> _Actions to take_:
• 1. In the passage on the 49ers and Raiders possibly sharing a stadium, rewrite the paragraph beginning "In the wake of Davis' death" as a short bulleted list that keeps its main facts.
• 2. Resume the passage on the 49ers and Raiders possibly sharing a stadium from the point where it stops.

> _Excerpted text_:
* * *

The 49ers and Raiders sharing a stadium would not have been a first, as the two shared Kezar Stadium for part of 1960. It would have also fulfilled the late Raiders owner Al Davis' goal of a new stadium, something he had strongly desired since the late 1980s although Davis was against sharing a new stadium with another NFL team in Los Angeles when the idea was proposed to him, prompting his move back to Oakland in 1995.

In the wake of Davis' death, the possibility of the 49ers and Raiders sharing the stadium became a stronger possibility. However, by October 2011, the 49ers were far enough along on the stadium to have reportedly already sold over a quarter of the luxury suites, meaning the Raiders would be forced to be secondary tenants. In October 2012, Oakland Raiders owner Mark Davis told reporters he had no plans to share the Santa Clara stadium with the 49ers. According to the report, discussions remained open, although Davis wanted to keep the team in Oakland, or a nearby site in Dublin.

When the stadium had its grand opening on July 17, 2014, Goodell mentioned to the live crowd that it would make a great home for the Raiders and that it was up for the team to decide whether or not it wanted to play there or build a stadium on the site of the Oakland Coliseum. While the 49ers remained open to sharing the stadium with the Raiders, the Raiders said that their personal preference was the Coliseum site.

* * *

> _Source information_:

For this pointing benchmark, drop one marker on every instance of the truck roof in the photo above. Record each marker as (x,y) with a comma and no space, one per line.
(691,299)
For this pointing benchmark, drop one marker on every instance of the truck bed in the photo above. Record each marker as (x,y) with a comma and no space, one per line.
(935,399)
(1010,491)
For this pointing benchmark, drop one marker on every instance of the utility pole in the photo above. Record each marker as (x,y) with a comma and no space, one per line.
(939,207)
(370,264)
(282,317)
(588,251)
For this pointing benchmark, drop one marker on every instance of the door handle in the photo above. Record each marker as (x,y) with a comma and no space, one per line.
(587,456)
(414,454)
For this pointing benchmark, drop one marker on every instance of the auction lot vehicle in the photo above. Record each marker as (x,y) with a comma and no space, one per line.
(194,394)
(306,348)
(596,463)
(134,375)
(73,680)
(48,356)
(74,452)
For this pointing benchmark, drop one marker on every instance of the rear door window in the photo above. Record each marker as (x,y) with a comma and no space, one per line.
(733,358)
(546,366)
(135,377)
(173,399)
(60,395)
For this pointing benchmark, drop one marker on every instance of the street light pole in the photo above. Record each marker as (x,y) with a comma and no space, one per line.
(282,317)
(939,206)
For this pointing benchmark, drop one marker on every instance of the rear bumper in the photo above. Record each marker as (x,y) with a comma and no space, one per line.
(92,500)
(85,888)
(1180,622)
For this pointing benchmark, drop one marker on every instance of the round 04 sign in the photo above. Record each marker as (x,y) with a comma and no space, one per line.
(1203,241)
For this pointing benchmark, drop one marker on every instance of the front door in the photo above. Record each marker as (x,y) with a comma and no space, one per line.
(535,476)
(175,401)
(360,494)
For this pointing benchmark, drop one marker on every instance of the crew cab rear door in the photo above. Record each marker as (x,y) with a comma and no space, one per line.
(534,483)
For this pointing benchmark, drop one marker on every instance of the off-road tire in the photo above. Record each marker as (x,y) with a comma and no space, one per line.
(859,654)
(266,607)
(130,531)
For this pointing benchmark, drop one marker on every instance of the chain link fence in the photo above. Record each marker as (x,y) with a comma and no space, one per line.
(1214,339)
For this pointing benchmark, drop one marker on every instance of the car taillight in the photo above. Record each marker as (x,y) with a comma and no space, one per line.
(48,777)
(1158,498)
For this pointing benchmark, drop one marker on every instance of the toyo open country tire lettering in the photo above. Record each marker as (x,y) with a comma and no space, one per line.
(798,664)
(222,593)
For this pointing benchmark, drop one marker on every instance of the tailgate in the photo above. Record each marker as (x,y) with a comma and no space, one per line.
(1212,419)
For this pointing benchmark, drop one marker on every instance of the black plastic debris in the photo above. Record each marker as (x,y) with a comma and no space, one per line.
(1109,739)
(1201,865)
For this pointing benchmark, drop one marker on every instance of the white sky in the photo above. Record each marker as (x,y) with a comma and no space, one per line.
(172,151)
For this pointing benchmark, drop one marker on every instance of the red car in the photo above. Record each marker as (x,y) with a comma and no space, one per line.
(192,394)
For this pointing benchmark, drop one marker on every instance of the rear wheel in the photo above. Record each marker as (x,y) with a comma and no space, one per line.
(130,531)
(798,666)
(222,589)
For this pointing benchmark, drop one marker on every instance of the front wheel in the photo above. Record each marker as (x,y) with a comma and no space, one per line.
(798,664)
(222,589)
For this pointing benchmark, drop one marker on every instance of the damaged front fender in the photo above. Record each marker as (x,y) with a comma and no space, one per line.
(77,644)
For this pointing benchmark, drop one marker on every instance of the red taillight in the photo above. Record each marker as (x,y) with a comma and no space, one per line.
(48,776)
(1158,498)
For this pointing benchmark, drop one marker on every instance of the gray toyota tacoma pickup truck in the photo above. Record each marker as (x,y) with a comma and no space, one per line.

* * *

> _Responses for each task_:
• 1.
- After Al Davis' death, the 49ers and Raiders sharing the stadium became more likely.
- By October 2011, the 49ers had reportedly sold over a quarter of the luxury suites, so the Raiders would have been secondary tenants.
- In October 2012, Raiders owner Mark Davis said he had no plans to share the Santa Clara stadium with the 49ers.
- Talks remained open, but Davis wanted to keep the team in Oakland or at a nearby site in Dublin.

• 2.
On February 20, 2015, the Raiders announced that they would be seeking a joint stadium in Carson, with the San Diego Chargers should they not receive public funding to replace the Oakland Coliseum, reducing the likelihood of the Raiders sharing Levi's Stadium with the 49ers. In January 2016, after losing their bid to relocate to Los Angeles to the Los Angeles Rams, the Raiders withdrew their request to move to Los Angeles, and joint tenancy at Levi's again surfaced in general discussion. However, in March 2017, the Raiders were approved for a move to Las Vegas for the 2020 season, with the new Allegiant Stadium under construction as their future home.

Levi's Stadium was mentioned as a possible temporary home for the Oakland Raiders for the 2019 season before they relocate to Las Vegas. Santa Clara officials drew up plans for this possibility. However, the Raiders signed a one-year lease extension for the Oakland Coliseum, with an option for a second year of construction if Las Vegas were to be delayed, ending any possibility of them playing at Levi's Stadium.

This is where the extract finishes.